◆ What you should do: The lines from the start of the data through the line with "object: black harness" are to be returned verbatim; all later lines are to be omitted.

◆ Saved entries:
=== Begin Enclosure ===
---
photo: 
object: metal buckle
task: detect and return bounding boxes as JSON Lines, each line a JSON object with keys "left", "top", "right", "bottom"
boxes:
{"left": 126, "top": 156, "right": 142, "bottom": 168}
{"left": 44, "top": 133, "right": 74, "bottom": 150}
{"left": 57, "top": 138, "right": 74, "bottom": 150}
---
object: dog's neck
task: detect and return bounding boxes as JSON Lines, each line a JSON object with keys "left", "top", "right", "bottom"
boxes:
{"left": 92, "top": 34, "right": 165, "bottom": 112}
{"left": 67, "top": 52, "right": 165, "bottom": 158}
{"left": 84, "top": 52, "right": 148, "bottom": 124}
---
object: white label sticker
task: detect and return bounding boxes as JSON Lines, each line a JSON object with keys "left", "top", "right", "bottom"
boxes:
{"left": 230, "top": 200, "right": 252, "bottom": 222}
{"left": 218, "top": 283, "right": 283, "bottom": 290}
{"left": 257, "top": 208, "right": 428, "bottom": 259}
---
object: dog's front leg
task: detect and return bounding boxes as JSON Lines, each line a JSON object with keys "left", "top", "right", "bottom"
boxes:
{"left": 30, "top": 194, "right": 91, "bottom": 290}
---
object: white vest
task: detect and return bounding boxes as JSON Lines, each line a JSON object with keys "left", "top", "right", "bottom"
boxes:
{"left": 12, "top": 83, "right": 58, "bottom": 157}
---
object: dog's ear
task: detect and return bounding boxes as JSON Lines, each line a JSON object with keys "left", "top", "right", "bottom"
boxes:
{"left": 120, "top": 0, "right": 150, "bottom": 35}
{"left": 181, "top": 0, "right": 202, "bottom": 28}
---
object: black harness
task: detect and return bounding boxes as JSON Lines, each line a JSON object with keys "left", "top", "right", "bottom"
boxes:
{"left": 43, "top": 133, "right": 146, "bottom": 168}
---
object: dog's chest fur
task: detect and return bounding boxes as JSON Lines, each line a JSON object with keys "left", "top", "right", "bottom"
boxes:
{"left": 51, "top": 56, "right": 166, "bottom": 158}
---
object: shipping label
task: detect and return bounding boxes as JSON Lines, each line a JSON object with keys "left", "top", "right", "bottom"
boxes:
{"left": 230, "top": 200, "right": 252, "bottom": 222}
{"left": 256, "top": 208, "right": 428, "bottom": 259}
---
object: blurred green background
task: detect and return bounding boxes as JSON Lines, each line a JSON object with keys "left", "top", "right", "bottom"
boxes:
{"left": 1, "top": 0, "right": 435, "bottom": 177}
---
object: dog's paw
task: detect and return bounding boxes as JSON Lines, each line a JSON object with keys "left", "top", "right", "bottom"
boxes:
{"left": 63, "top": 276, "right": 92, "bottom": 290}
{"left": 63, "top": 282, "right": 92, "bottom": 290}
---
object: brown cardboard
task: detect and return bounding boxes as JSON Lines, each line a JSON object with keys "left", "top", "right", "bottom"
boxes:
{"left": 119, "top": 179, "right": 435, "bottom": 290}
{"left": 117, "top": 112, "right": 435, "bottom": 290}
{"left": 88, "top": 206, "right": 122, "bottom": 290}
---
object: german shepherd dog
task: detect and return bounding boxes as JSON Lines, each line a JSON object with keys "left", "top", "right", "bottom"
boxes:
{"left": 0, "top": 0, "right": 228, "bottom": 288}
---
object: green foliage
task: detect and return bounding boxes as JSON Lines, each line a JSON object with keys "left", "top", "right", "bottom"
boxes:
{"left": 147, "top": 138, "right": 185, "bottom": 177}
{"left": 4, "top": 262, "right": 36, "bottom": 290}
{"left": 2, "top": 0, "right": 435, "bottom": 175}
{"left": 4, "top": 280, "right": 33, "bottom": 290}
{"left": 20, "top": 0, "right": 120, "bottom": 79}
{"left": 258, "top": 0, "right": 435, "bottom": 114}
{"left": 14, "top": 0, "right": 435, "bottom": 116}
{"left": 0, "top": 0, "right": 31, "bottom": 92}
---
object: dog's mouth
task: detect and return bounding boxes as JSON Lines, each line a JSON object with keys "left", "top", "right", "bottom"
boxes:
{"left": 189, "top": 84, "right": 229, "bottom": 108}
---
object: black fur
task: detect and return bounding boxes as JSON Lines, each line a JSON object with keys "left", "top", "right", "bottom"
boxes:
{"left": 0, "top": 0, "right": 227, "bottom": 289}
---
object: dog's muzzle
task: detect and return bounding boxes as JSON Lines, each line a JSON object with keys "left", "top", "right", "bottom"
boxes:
=== End Enclosure ===
◆ Your solution:
---
photo: 
object: metal buckle
task: detect and return bounding boxes as JSON Lines, each line a JSON object with keys "left", "top", "right", "bottom"
boxes:
{"left": 126, "top": 156, "right": 142, "bottom": 168}
{"left": 44, "top": 133, "right": 74, "bottom": 150}
{"left": 57, "top": 138, "right": 74, "bottom": 150}
---
object: dog's neck
task: detect and return bounding boxes as JSON Lines, each line a JSON object with keys "left", "top", "right", "bottom"
boxes:
{"left": 92, "top": 34, "right": 165, "bottom": 112}
{"left": 67, "top": 52, "right": 165, "bottom": 158}
{"left": 84, "top": 52, "right": 148, "bottom": 124}
---
object: white label sticker
task: detect and return bounding boxes as JSON Lines, each line a JSON object with keys "left", "top", "right", "bottom"
boxes:
{"left": 230, "top": 200, "right": 252, "bottom": 222}
{"left": 218, "top": 283, "right": 283, "bottom": 290}
{"left": 257, "top": 208, "right": 428, "bottom": 259}
---
object: dog's front leg
task: detect and return bounding boxes as JSON Lines, each line a JSON object with keys "left", "top", "right", "bottom"
boxes:
{"left": 30, "top": 194, "right": 91, "bottom": 290}
---
object: white vest
task: detect and return bounding boxes as JSON Lines, each line a JSON object with keys "left", "top", "right", "bottom"
boxes:
{"left": 12, "top": 83, "right": 58, "bottom": 157}
---
object: dog's ear
task: detect and return bounding boxes as JSON Lines, each line a JSON object with keys "left", "top", "right", "bottom"
boxes:
{"left": 120, "top": 0, "right": 150, "bottom": 35}
{"left": 181, "top": 0, "right": 202, "bottom": 28}
---
object: black harness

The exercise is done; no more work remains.